ФРАГМЕНТ ТЕКСТА:

· · ·

Дружески жму вашу руку.

Лев Толстой.

1 мая 1904.

116. В. В. Стасову

1904 г. Мая 8. Ясная Поляна.

Спасибо за присылку книг, Владимир Васильевич, и за длинное письмо.

Не отчаиваюсь увидать вас. Будет очень хорошо. Вашего Шейлока еще не прочел, но непременно прочту. Я теперь совсем отстал от Шекспира и занят другим. Только что окончил статью о войне и занят Николаем I и вообще деспотизмом, психологией деспотизма, которую хотелось бы художественно изобразить в связи с декабристами.

Напугали вы меня описанием своей дурноты. Но all is well what ends well. Также очень well освобождение вашей крестницы. Нынче получил известие об освобождении просидевшего без всякой причины моего приятеля Никифорова, старика, очень почтенного человека. Книг пока никаких не нужно. Получили ли посланные вам?

Прощайте пока.

Лев Толстой.

8 мая 1904.

117. В. Г. Черткову

1904 г. Мая 13. Ясная Поляна.

· · ·

СОХРАНЁННЫЕ ДАННЫЕ:
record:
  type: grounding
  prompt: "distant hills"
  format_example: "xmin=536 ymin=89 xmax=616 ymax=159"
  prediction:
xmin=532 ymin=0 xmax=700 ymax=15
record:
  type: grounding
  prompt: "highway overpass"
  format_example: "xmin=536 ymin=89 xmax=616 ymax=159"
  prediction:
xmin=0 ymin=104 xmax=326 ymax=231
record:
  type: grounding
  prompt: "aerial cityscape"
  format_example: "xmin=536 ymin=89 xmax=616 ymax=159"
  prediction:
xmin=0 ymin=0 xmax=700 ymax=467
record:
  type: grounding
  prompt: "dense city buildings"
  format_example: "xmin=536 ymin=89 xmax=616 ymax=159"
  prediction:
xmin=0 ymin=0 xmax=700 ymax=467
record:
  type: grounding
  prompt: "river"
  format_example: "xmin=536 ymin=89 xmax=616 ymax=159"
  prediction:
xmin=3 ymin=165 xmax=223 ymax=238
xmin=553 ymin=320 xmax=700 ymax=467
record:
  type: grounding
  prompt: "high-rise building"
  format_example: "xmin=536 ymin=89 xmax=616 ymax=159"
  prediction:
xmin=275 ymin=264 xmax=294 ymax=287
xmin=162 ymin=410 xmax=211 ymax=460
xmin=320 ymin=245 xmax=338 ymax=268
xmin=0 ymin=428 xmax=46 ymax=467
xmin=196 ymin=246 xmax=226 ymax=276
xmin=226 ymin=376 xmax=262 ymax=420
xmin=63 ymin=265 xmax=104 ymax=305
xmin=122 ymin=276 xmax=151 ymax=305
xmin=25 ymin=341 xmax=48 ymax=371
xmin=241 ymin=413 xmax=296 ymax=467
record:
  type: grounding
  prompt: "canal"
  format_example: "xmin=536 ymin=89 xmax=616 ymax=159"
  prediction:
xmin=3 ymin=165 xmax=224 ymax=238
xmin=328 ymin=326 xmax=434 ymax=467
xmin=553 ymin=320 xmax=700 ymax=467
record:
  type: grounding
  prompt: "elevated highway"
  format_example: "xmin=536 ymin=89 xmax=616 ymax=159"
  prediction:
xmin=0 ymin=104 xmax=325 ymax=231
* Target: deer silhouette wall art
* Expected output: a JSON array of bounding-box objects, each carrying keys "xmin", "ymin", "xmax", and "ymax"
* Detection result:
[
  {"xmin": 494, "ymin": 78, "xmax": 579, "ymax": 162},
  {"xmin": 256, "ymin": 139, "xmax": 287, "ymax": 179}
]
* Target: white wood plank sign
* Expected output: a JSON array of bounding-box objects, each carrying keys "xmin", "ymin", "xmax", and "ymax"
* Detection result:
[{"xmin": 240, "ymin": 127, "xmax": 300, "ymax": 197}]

· · ·

ОБ УПРАЖНЕНИИ: Продолжите текст с письмами Льва Толстого с того места, на котором он обрывается. Строки здесь не понадобятся.

ОТВЕТ:
Не скрою от вас, любезный друг Владимир Григорьевич, что ваше письмо с Бригсом было мне неприятно. Ох, эти практические дела. Неприятно мне не то, что дело идет о моей смерти, о ничтожных моих бумагах, которым приписывается ложная важность, а неприятно то, что тут есть какое-то обязательство, насилие, недоверие, недоброта к людям. И мне, я не знаю как, чувствуется втягивание меня в неприязненность, в делание чего-то, что может вызвать зло.

Я написал свои ответы на ваши вопросы и посылаю. Но если вы напишете мне, что вы их разорвали, сожгли, то мне будет очень приятно. Одно, что в вашем обращении ко мне не было неприятно мне, это ваше желание иметь от меня непосредственное обращение к вам с просьбою после смерти рассмотреть, разобрать мои бумаги и распорядиться ими. Это я сейчас и сделаю.

Вот вы пишете, что будете откровенны, не сетуйте и на меня (я знаю, вы не будете), что я тоже вполне высказываю, что думаю и чувствую.

Вы мне задали трудную задачу с текстом переводов эпиграфов. Постараюсь это сделать. Я смутно чувствовал, что это нужно было сделать, и сам виноват, что не сделал этого тогда же. Прощайте пока. Привет вашим и Ольге. Радуюсь, что ей и детям хорошо.

Лев Толстой.

1904, 13 мая.

Нужно было к этому письму прибавить три пункта. Два вспомнил, а третий забыл. Один пункт то, что вся эта переписка, как с моей, так и с вашей стороны, останется для всех тайной.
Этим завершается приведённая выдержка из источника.